▶ _Exercise prompt_: Give back the full listing, exactly as it is.
────────────────────────────────────────
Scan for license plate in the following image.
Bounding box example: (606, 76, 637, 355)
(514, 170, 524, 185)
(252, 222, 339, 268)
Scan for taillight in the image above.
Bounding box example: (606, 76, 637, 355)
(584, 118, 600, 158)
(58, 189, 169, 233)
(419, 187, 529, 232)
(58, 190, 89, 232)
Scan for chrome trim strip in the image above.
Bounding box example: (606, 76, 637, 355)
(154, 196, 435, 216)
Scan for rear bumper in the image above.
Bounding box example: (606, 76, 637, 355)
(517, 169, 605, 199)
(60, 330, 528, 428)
────────────────────────────────────────
▶ _Finished exercise_:
Scan for license plate in the following image.
Bounding box example: (606, 76, 637, 355)
(514, 170, 524, 185)
(252, 222, 339, 268)
Scan for taillight in the image above.
Bounding box example: (606, 76, 637, 355)
(584, 118, 600, 158)
(58, 189, 169, 233)
(419, 187, 529, 232)
(58, 190, 89, 232)
Scan for chrome trim strip in the image above.
Bounding box example: (606, 76, 637, 355)
(154, 196, 435, 216)
Scan for rear bumper in the image above.
Bounding box example: (606, 76, 637, 355)
(517, 169, 605, 199)
(60, 330, 528, 428)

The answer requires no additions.